Each of the records must appear again, exactly as it was written.

Natural-language object grounding data
BEGIN

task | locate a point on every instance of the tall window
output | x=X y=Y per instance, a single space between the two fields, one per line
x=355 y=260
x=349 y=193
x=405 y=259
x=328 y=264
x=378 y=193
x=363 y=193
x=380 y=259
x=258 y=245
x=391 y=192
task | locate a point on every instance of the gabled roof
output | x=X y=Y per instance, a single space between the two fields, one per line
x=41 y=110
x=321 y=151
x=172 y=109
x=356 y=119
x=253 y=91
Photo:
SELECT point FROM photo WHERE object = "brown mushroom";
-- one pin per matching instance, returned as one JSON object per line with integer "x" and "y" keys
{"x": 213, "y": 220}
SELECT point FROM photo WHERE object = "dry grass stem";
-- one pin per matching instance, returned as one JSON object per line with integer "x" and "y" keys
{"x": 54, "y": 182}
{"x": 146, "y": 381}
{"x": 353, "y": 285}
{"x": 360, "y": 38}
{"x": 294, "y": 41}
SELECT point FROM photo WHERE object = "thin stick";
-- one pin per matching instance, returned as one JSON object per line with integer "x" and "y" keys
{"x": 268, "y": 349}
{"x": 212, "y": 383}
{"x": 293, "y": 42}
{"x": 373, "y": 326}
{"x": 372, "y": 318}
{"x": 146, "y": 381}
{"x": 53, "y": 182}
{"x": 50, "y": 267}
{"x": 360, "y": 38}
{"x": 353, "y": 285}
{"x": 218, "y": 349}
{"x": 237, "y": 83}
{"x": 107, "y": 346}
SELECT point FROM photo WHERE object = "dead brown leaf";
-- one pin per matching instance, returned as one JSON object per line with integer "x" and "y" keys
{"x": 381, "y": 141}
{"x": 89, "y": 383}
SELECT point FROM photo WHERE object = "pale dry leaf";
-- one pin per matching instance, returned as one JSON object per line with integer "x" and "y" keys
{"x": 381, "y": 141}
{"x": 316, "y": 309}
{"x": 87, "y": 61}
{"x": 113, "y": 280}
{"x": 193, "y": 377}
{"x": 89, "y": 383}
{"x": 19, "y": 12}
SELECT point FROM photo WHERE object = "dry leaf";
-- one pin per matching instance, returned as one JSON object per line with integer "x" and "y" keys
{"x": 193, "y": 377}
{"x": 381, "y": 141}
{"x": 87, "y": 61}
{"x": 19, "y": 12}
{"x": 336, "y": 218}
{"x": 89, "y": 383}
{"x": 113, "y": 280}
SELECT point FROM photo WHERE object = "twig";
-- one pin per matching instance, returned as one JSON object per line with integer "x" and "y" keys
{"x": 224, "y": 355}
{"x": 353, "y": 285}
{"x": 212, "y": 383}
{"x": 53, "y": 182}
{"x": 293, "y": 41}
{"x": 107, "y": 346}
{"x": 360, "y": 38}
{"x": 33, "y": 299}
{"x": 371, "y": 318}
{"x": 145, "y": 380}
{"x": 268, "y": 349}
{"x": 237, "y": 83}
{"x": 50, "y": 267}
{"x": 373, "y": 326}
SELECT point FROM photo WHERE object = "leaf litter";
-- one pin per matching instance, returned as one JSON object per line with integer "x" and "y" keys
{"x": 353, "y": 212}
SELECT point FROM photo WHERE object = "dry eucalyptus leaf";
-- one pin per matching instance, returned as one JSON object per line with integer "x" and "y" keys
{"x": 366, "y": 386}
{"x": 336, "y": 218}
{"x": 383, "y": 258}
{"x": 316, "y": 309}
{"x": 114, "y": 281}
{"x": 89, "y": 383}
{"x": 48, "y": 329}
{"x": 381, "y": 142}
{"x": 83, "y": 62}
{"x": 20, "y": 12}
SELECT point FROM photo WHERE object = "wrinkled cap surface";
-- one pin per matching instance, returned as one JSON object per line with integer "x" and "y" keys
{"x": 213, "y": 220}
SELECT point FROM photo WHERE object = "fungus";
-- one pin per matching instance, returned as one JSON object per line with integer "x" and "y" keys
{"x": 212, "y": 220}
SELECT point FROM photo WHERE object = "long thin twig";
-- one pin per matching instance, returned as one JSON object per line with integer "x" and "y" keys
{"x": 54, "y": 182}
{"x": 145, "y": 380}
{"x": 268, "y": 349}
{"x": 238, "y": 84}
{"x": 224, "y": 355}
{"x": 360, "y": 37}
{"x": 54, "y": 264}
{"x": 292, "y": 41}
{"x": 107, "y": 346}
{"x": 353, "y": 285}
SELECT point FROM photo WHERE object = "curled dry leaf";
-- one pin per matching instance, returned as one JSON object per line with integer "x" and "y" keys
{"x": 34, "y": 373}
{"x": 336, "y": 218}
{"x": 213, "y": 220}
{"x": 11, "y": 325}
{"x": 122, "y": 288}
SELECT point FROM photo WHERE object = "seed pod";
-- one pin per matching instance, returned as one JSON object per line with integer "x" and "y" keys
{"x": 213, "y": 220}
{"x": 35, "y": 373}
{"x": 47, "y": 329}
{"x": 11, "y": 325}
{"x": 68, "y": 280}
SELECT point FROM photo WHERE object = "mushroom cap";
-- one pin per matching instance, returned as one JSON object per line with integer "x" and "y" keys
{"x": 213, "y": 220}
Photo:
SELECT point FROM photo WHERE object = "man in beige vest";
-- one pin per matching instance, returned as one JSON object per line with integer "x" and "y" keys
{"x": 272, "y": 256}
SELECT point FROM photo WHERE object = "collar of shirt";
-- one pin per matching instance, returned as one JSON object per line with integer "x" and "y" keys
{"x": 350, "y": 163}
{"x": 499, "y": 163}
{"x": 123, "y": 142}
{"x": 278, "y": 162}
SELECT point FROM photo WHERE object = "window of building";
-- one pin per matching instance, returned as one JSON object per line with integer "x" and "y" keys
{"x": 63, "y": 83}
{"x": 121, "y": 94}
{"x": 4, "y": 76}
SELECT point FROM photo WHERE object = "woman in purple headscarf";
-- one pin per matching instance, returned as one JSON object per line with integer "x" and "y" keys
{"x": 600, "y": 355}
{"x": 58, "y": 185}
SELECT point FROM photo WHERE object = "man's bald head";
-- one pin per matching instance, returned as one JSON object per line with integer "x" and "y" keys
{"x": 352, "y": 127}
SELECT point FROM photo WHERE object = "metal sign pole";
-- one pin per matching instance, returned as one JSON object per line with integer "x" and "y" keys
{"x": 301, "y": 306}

END

▸ Written solution:
task | locate a point on every instance of the tall window
output | x=X y=Y per instance, a single space between the two fields, one per line
x=355 y=260
x=349 y=193
x=405 y=259
x=328 y=264
x=378 y=193
x=363 y=193
x=380 y=259
x=258 y=245
x=391 y=192
task | locate a point on every instance of the gabled roof
output | x=X y=Y per instance, a single space between the two fields, one per line
x=41 y=110
x=321 y=151
x=172 y=109
x=356 y=119
x=253 y=91
Photo:
SELECT point FROM photo WHERE object = "brown mushroom";
-- one pin per matching instance, returned as one JSON object per line with integer "x" and "y" keys
{"x": 213, "y": 220}
SELECT point FROM photo WHERE object = "dry grass stem";
-- one pin per matching instance, returned as one JSON object per line with integer "x" and "y" keys
{"x": 54, "y": 182}
{"x": 146, "y": 381}
{"x": 353, "y": 285}
{"x": 360, "y": 38}
{"x": 294, "y": 41}
SELECT point FROM photo WHERE object = "thin stick";
-- one pin per matching instance, returned as one JSON object per line with integer "x" and "y" keys
{"x": 268, "y": 349}
{"x": 212, "y": 383}
{"x": 293, "y": 42}
{"x": 373, "y": 326}
{"x": 372, "y": 318}
{"x": 146, "y": 381}
{"x": 53, "y": 182}
{"x": 50, "y": 267}
{"x": 360, "y": 38}
{"x": 353, "y": 285}
{"x": 218, "y": 349}
{"x": 237, "y": 83}
{"x": 107, "y": 346}
SELECT point FROM photo WHERE object = "dead brown leaf";
-- one pin per matching instance, returned as one JSON object per line with integer "x" and "y" keys
{"x": 381, "y": 141}
{"x": 89, "y": 383}
SELECT point FROM photo WHERE object = "pale dry leaf";
-- one pin per matching instance, returned as one JSON object per line with integer "x" and "y" keys
{"x": 381, "y": 141}
{"x": 316, "y": 309}
{"x": 87, "y": 61}
{"x": 113, "y": 280}
{"x": 193, "y": 377}
{"x": 89, "y": 383}
{"x": 19, "y": 12}
SELECT point FROM photo WHERE object = "dry leaf";
-- one pin per matching instance, returned as one JSON object per line with integer "x" and "y" keys
{"x": 193, "y": 377}
{"x": 381, "y": 141}
{"x": 87, "y": 61}
{"x": 19, "y": 12}
{"x": 336, "y": 218}
{"x": 89, "y": 383}
{"x": 113, "y": 280}
SELECT point FROM photo WHERE object = "twig";
-- one pin per matching instance, returned as one JSON object per line with integer "x" and "y" keys
{"x": 224, "y": 355}
{"x": 353, "y": 285}
{"x": 212, "y": 383}
{"x": 53, "y": 182}
{"x": 293, "y": 41}
{"x": 107, "y": 346}
{"x": 360, "y": 38}
{"x": 33, "y": 299}
{"x": 371, "y": 318}
{"x": 145, "y": 380}
{"x": 268, "y": 349}
{"x": 237, "y": 83}
{"x": 50, "y": 267}
{"x": 373, "y": 326}
SELECT point FROM photo WHERE object = "leaf litter";
-- one pin per matching instance, returned as one JSON object per line with integer "x" and "y" keys
{"x": 353, "y": 212}
SELECT point FROM photo WHERE object = "dry eucalyptus leaf";
-- one pin per matching instance, returned as one JSON object per line with integer "x" and "y" keys
{"x": 366, "y": 386}
{"x": 336, "y": 218}
{"x": 383, "y": 258}
{"x": 316, "y": 309}
{"x": 114, "y": 281}
{"x": 89, "y": 383}
{"x": 48, "y": 329}
{"x": 381, "y": 142}
{"x": 83, "y": 62}
{"x": 20, "y": 12}
SELECT point FROM photo WHERE object = "wrinkled cap surface";
-- one pin per matching instance, returned as one JSON object per line with integer "x" and "y" keys
{"x": 213, "y": 220}
SELECT point FROM photo WHERE object = "fungus";
-- one pin per matching instance, returned as one JSON object per line with integer "x" and "y" keys
{"x": 212, "y": 220}
SELECT point FROM photo WHERE object = "long thin twig";
-- one pin per matching instance, returned as one JSON object per line with integer "x" and "y" keys
{"x": 54, "y": 182}
{"x": 145, "y": 380}
{"x": 268, "y": 349}
{"x": 238, "y": 84}
{"x": 224, "y": 355}
{"x": 360, "y": 37}
{"x": 54, "y": 264}
{"x": 292, "y": 41}
{"x": 107, "y": 346}
{"x": 353, "y": 285}
SELECT point FROM photo WHERE object = "curled dry leaf";
-- one pin per matching instance, returned as one JSON object per line with integer "x" and "y" keys
{"x": 34, "y": 373}
{"x": 336, "y": 218}
{"x": 213, "y": 220}
{"x": 11, "y": 325}
{"x": 122, "y": 288}
SELECT point FROM photo WHERE object = "seed pod";
-- one pin per matching instance, returned as one JSON object per line with integer "x" and "y" keys
{"x": 213, "y": 220}
{"x": 35, "y": 373}
{"x": 47, "y": 329}
{"x": 11, "y": 325}
{"x": 68, "y": 280}
SELECT point FROM photo WHERE object = "mushroom cap";
-- one pin per matching instance, returned as one JSON object per line with integer "x" and "y" keys
{"x": 213, "y": 220}
Photo:
SELECT point FROM photo WHERE object = "man in beige vest";
-- one pin per matching instance, returned as one JSON object per line with integer "x" and "y" keys
{"x": 272, "y": 256}
SELECT point FROM photo WHERE object = "collar of shirt";
-- one pin per matching instance, returned as one JSON object per line with integer "x" and "y" keys
{"x": 350, "y": 163}
{"x": 499, "y": 163}
{"x": 123, "y": 142}
{"x": 278, "y": 162}
SELECT point FROM photo WHERE object = "window of building";
-- one pin per matching instance, returned as one JSON object per line with integer "x" and "y" keys
{"x": 63, "y": 83}
{"x": 121, "y": 94}
{"x": 4, "y": 76}
SELECT point FROM photo WHERE object = "woman in purple headscarf";
-- one pin per matching instance, returned as one JSON object per line with integer "x" and "y" keys
{"x": 600, "y": 355}
{"x": 58, "y": 185}
SELECT point FROM photo WHERE object = "man's bald head";
-- one pin per matching instance, returned as one JSON object per line with integer "x" and "y" keys
{"x": 352, "y": 127}
SELECT point FROM photo WHERE object = "metal sign pole";
-- one pin per matching instance, returned as one JSON object per line with integer "x" and "y" keys
{"x": 301, "y": 306}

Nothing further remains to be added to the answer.